Estratto
Recensione: Harbringer of Metal
L’ottimo responso riscosso dall’acclamato “In the Rectory of the Bizarre Reverend” ha portato i doomsters finlandesi Reverend Bizarre a vedersi ristampato, nella prima metà di quest’anno, il loro debutto (prima edito dalla Sinister Figure) e poi pubblicato, nel novembre del 2003, nientemeno che il loro secondo disco.
Una tale dinamicità non può che impressionarci piacevolmente e rallegrare chi in questo lasso di tempo ha seguito con entusiasmo questo promettente Bizarro Reverendo di Turku.
È quindi con innegabile piacere, curiosità ed una certa dose di esigenti aspettative che diamo il benvenuto a questo “Messaggero del Metallo”. Giusto per la cronaca, la copertina che trovate qua sopra non è stata scannerizata da un cieco; ci sono almeno un paio di motivi per cui in questa pagina ho messo l’immagine in quel modo. La prima motivazione la riuscirete a cogliere solo se aprirete il booklet di questo compact disc.
La seconda invece, meno fantasiosa ma più importante, è che dando una semplice occhiata è subito chiaro l’elemento-cardine di questo disco: no, non parlo del caprone “rampante” (richiamo, non unico, al debutto), ma mi sto riferendo in vero all’adesivo applicato sull’angolo in alto a destra ed al suo esplicito messaggio. “True Doom Metal”!!
Agli inizi, difficile negare, questo disco esercita una pressione quasi disarmante. La band ha infatti mantenuto fede a quanto promesso negli scorsi mesi: questo è un album pesantissimo nonché molto più oscuro e stravagante rispetto a quanto precedentemente proposto. Senza tradire la purezza del Doom Metal più ortodosso, i RB si evolvono nell’approccio e nello stile verso una dimensione sonora molto più ostica e onirica.
Complice un abbassamento mirato dei toni, una produzione più incisiva ed i non meno importanti miglioramenti delle prestazioni vocali di Magister Albert, “Harbringer of Metal” proietta in avanti di molto la maturità e la personalità di questi inossidabili doomsters. Un disco chiaramente più pestato ed oscuro di “In the Rectory..” (emblematica la cover di Burzum in chiusura) che merita numerosi ed attenti ascolti, che devono comunque essere supportati imprescindibilmente da qualche conoscenza di base riguardante almeno i gruppi storici del Doom old school.

Elenco dei dati
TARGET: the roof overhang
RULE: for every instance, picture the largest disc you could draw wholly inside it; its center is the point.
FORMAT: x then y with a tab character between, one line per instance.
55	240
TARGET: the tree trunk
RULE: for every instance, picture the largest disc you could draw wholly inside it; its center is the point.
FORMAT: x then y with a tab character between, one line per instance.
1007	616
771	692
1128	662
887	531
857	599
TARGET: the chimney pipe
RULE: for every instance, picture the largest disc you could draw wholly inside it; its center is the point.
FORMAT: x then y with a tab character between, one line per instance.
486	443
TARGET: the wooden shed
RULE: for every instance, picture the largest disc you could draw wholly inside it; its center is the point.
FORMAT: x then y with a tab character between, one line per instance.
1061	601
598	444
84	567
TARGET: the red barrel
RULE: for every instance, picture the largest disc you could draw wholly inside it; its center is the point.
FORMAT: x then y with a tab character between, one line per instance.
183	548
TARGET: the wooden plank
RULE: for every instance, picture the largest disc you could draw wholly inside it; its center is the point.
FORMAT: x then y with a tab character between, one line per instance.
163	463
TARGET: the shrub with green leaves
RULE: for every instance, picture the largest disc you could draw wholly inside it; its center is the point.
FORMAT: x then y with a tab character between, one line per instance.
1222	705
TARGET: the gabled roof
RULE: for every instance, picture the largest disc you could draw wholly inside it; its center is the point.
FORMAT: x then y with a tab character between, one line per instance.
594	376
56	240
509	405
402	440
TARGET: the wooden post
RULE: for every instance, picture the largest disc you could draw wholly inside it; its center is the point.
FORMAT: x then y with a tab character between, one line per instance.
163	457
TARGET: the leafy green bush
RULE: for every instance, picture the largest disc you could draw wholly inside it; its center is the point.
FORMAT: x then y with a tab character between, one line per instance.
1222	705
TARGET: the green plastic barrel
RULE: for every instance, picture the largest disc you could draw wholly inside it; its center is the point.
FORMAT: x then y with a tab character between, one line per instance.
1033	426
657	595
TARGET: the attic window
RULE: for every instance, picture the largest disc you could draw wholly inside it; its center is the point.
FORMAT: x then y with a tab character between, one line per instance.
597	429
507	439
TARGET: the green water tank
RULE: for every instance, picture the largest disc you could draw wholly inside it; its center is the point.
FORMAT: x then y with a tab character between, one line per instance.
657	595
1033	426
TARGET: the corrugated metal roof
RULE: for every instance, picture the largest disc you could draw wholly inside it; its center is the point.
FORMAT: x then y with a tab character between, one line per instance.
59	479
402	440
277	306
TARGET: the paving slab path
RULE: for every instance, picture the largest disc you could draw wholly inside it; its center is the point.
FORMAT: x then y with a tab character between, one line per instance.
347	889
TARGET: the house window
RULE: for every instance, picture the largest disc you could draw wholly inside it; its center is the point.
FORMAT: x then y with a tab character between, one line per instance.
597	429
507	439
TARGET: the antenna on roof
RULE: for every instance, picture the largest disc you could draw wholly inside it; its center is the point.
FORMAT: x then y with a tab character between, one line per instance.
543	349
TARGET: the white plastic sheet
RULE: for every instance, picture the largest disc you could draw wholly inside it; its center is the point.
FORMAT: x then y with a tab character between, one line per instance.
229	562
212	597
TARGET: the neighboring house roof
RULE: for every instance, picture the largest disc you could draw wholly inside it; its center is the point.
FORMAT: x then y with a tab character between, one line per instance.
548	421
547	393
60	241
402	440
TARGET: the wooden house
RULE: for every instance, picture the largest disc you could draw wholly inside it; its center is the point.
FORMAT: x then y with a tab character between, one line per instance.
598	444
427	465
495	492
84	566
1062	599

I tuoi compiti
1: Riscrivi la parte della recensione da "Una tale dinamicità" fino a "questo compact disc." incluso, mettendo "Araldo del Metallo" al posto di "Messaggero del Metallo".
2: Secondo la recensione, con quale etichetta era uscito in origine il debutto dei Reverend Bizarre?
3: Continua la recensione di “Harbringer of Metal” dopo l'ultima frase riportata.

Compiti risolti
1:
Una tale dinamicità non può che impressionarci piacevolmente e rallegrare chi in questo lasso di tempo ha seguito con entusiasmo questo promettente Bizarro Reverendo di Turku.
È quindi con innegabile piacere, curiosità ed una certa dose di esigenti aspettative che diamo il benvenuto a questo “Araldo del Metallo”. Giusto per la cronaca, la copertina che trovate qua sopra non è stata scannerizata da un cieco; ci sono almeno un paio di motivi per cui in questa pagina ho messo l’immagine in quel modo. La prima motivazione la riuscirete a cogliere solo se aprirete il booklet di questo compact disc.

2: Con la Sinister Figure.

3:
Onestamente stiamo parlando di un insieme di canzoni abbastanza impegnative per quanto riguarda la comprensione generale e l’assimilazione delle varie sfumature che -nella musica autentica in genere, specialmente con le sonorità doom però- hanno il pregio di colorarsi progressivamente di tinte sempre più complesse ed uniche.
Tecnicamente i componenti della Unholy Parish of Doom non ci fanno vedere nulla di “shockante”, ma meglio così: ogni sforzo è finalizzato a creare brani magici, ad evocare atmosfere estatiche ed emozionanti. Discorso inverso per quanto riguarda l’abilità compositiva del gruppo, veramente non indifferente e capace di unire fantasia, personalità e raffinatezza strutturando brani forti di idee notevoli e molto solide.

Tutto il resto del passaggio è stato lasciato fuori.